◆ EXERCISE OBJECTIVE:
Starting with the line that holds "of the road", repeat each line through the last one below, exactly. Pictures stay out.

(Excerpts of location labeling data)
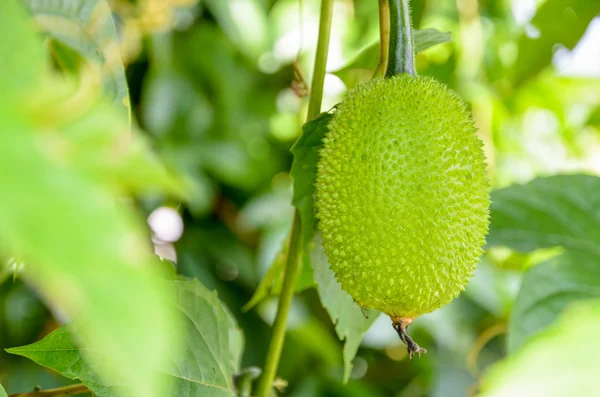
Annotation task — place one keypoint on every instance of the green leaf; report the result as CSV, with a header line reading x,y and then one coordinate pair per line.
x,y
244,22
548,212
535,53
212,339
351,322
86,253
273,279
20,51
560,210
87,27
564,360
547,289
304,171
362,67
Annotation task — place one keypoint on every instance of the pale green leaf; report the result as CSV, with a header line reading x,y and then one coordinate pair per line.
x,y
563,360
213,344
244,22
87,27
536,51
361,68
351,322
561,210
20,51
87,254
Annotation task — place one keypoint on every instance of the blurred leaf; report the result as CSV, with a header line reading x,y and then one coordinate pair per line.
x,y
547,289
562,210
87,27
563,360
361,68
213,347
594,119
351,322
103,146
87,254
244,21
21,52
304,171
535,53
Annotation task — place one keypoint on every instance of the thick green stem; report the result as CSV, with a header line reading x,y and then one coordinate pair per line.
x,y
292,267
316,89
401,57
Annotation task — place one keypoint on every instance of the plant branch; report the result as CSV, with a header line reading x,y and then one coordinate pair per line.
x,y
292,267
319,71
384,37
401,54
61,391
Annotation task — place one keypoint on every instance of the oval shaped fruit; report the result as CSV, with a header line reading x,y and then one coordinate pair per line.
x,y
402,195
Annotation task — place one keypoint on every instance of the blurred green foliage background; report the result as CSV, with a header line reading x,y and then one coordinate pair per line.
x,y
212,83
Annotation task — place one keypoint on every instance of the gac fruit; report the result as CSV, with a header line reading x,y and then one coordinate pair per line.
x,y
402,195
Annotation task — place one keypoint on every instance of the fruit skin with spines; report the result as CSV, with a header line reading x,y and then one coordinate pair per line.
x,y
402,195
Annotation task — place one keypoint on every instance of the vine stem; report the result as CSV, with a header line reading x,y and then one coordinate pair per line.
x,y
61,391
292,267
401,57
384,38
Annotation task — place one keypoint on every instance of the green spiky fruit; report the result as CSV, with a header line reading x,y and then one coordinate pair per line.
x,y
402,195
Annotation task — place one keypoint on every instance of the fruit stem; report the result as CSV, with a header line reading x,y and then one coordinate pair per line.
x,y
401,325
319,71
401,58
61,391
384,37
292,267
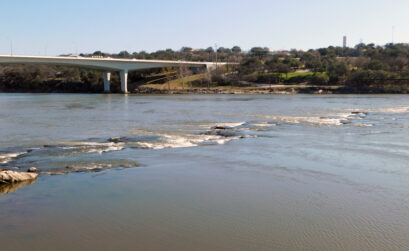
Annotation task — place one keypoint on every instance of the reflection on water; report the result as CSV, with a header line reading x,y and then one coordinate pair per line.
x,y
299,172
11,188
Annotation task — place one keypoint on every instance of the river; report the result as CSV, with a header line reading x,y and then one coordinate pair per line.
x,y
206,172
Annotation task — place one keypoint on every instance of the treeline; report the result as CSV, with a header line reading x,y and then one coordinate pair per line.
x,y
364,67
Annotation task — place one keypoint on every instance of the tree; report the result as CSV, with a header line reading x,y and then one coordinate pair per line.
x,y
236,49
259,52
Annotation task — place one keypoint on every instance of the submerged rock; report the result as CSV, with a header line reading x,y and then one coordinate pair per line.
x,y
32,170
12,187
8,177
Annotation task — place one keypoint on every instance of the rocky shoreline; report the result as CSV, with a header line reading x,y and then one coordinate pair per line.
x,y
290,89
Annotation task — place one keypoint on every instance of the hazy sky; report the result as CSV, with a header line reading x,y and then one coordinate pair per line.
x,y
54,27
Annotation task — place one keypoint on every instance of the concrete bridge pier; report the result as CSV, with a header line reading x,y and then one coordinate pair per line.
x,y
107,82
124,81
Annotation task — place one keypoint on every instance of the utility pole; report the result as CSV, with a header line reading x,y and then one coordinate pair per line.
x,y
393,34
215,50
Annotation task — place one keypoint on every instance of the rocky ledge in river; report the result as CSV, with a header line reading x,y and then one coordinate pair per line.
x,y
10,177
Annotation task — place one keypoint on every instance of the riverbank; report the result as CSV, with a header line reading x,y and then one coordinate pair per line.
x,y
262,89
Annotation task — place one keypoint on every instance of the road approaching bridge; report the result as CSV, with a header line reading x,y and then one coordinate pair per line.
x,y
107,65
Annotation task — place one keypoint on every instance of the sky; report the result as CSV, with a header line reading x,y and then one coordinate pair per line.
x,y
54,27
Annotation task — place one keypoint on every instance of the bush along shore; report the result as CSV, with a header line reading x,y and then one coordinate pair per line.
x,y
365,68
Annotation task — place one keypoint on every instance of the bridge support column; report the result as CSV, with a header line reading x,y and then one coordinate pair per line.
x,y
124,81
107,82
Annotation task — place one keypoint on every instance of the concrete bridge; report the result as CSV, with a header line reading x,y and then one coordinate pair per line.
x,y
107,65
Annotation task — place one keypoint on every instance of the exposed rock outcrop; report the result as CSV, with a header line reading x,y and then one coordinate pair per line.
x,y
9,177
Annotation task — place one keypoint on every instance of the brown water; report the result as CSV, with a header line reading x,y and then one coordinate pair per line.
x,y
281,172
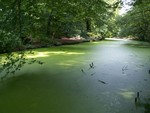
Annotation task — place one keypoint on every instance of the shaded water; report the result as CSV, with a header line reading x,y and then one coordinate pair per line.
x,y
67,84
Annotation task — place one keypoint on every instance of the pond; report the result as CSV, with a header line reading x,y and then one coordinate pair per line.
x,y
95,77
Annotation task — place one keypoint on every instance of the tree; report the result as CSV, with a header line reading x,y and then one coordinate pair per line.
x,y
136,22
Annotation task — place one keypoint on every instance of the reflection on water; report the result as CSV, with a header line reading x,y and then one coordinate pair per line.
x,y
102,77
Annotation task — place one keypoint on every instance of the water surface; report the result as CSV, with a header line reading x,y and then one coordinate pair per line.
x,y
67,84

◆ RESULT OF THIS EXERCISE:
Annotation task — place one keypoint on every instance of the road approaching bridge; report the result as CSV, with a header line reading x,y and then one coordinate pair per line.
x,y
107,65
Annotation task — place one keypoint on every instance of the sky; report the result as CSV, with a header line reading x,y and then one coordinate pair per line.
x,y
54,27
Annotation task — place one keypoint on every instance of the bush along shore; report the result as CSV, with a header line reading x,y and then one coordinate pair per line.
x,y
365,68
Annotation task — place one keypoint on every instance of the bridge support column; report the result as CSV, with a header line reading x,y and then one coordinate pair per line.
x,y
124,81
107,82
Annotation task — place one keypoint on every instance of the concrete bridge; report the result as CSV, with a header line reading x,y and then one coordinate pair per line.
x,y
107,65
Annotation task — place one keypoint on every instance of the exposed rock outcrop; report the result as CSV, with a header line reading x,y and then one coordinate pair per line.
x,y
9,177
Annotation task — place one keypoint on every instance of the brown water; report the result as CSV, with a header line reading x,y and then one coordinate pair per line.
x,y
281,172
Annotation task — place one keypoint on every instance of the shaded water; report the result as CSV, with a header line reading x,y and then one coordinate pair per line.
x,y
67,84
Annotation task — place one keypoint on every instance of the pond; report the result as CSV, with a header line reading x,y and then one coordinate pair per line.
x,y
95,77
Annotation task — place one keypoint on every instance of the tree; report the result as CSV, with a header line reading x,y and then one coordinate pair per line.
x,y
136,22
Annotation task — place one keypoint on every instance of the reflection on water; report the result as CSV, with a header line reading x,y and then one coordinate pair per line.
x,y
102,77
Annotation task — place one keypoint on every instance of the water surface; report the result as CSV, with a header line reading x,y and then one coordinate pair per line.
x,y
67,84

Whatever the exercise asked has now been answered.